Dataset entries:
►
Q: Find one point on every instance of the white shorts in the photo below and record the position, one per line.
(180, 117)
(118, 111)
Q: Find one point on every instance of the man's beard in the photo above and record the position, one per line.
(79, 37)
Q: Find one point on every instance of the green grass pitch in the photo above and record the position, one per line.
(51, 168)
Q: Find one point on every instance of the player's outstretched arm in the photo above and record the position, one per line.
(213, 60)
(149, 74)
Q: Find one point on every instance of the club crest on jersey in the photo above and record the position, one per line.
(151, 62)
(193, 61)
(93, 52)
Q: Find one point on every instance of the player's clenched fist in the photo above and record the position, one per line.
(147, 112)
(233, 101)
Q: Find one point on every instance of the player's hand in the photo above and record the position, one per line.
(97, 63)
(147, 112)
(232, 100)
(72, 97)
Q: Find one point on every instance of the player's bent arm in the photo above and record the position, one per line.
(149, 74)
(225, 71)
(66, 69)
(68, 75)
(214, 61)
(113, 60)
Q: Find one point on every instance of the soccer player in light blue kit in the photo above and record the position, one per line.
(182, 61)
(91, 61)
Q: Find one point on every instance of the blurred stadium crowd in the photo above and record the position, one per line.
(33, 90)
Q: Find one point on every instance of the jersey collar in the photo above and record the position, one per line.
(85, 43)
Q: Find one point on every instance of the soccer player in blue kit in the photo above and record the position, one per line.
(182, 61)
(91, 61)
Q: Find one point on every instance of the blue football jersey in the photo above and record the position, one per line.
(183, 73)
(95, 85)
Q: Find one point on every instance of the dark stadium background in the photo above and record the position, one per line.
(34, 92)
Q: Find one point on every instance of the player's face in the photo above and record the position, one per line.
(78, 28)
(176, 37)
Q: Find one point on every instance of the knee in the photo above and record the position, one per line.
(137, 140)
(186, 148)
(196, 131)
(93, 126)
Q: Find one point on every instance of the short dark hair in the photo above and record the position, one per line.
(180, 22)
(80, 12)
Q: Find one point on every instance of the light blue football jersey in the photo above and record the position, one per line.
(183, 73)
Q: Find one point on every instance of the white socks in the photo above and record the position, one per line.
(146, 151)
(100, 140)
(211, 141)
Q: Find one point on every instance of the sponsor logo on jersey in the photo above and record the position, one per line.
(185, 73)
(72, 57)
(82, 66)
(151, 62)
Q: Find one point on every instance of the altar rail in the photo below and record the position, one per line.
◄
# [Work order]
Each record must be duplicated exactly, with none missing.

# [Reply]
Q: Find one point on every instance of the white shorts in the photo below and record the position, one per line.
(180, 117)
(118, 111)
Q: Find one point on every instance of the man's beard in the photo above and record the position, one per line.
(79, 37)
Q: Find one point on every instance of the green grass pitch in the photo above and record the position, one per line.
(51, 168)
Q: Find one point on every instance of the player's outstretched arm in the photo above and record the position, one per line.
(213, 60)
(149, 74)
Q: Find one point on every instance of the club crest on jersey in the photo above and record the position, one per line.
(151, 62)
(193, 61)
(93, 52)
Q: Find one point on every instance of the player's clenched fist in the photo above and record the position, one per line.
(147, 112)
(233, 101)
Q: Find one point on every instance of the player's hand in the photo above and record the position, one per line.
(97, 63)
(147, 112)
(232, 100)
(72, 97)
Q: Find one point on every instance of the player's bent arm in the photo above and record the position, one per line.
(149, 74)
(225, 71)
(66, 69)
(68, 75)
(214, 61)
(113, 60)
Q: Find one point on every instance of the soccer player in light blue kit in the photo above and record the position, one per line.
(182, 61)
(91, 61)
Q: Find one point on every instance of the blurred stadium crowd in the photo above and record the position, one per line.
(33, 90)
Q: Find one point on every instance of the jersey collar in the photo above and record the position, one per line.
(85, 43)
Q: Find one point on every instance of the soccer player in blue kit in the photo above and record the position, one per line.
(182, 61)
(91, 61)
Q: Find one point on every instance of the blue football jersey in the photo above and record the position, one per line.
(183, 73)
(95, 85)
Q: Find one point on every instance of the dark stadium background in the photo above and record the position, one per line.
(34, 92)
Q: Find one point on every instance of the player's face in the photo above and record the position, one per line.
(78, 28)
(176, 37)
Q: Find one point on every instance of the knee in the photo above and record the position, one per line.
(137, 140)
(186, 148)
(196, 131)
(93, 126)
Q: Find one point on every instance of the short dark hair in the photo above and record the position, one per line.
(180, 22)
(80, 12)
Q: Find one point on every instance of the light blue football jersey in the photo above and record the position, one per line.
(183, 73)
Q: Find one point on every instance of the white socks in the photo above and record the position, one per line.
(146, 151)
(100, 140)
(211, 141)
Q: Find one point on every instance of the sponsor logo on jersey in the photo above and record the position, one per line.
(185, 73)
(72, 57)
(82, 66)
(151, 62)
Q: Find one point on every instance of the altar rail in the photo below and record the position, one per line.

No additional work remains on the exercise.